» Records shown
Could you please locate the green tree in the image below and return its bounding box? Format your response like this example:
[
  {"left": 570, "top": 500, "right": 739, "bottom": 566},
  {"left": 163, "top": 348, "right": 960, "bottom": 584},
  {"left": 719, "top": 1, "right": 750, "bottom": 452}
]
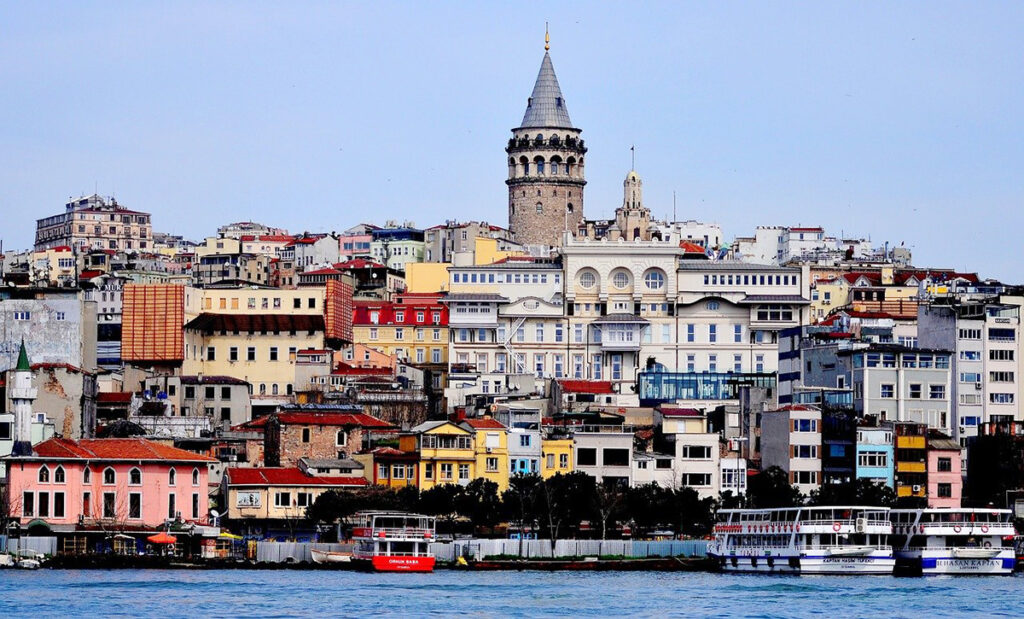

» Written task
Revise the lines above by putting "parked bicycle" wherever "green tree" appears, with everything else left as it is. Omit the pictures from your answer.

» Solution for this exercise
Could you please locate the parked bicycle in the image below and return its bounding box? Format your response like this example:
[
  {"left": 570, "top": 500, "right": 739, "bottom": 566},
  {"left": 163, "top": 348, "right": 960, "bottom": 584},
  {"left": 719, "top": 1, "right": 750, "bottom": 452}
]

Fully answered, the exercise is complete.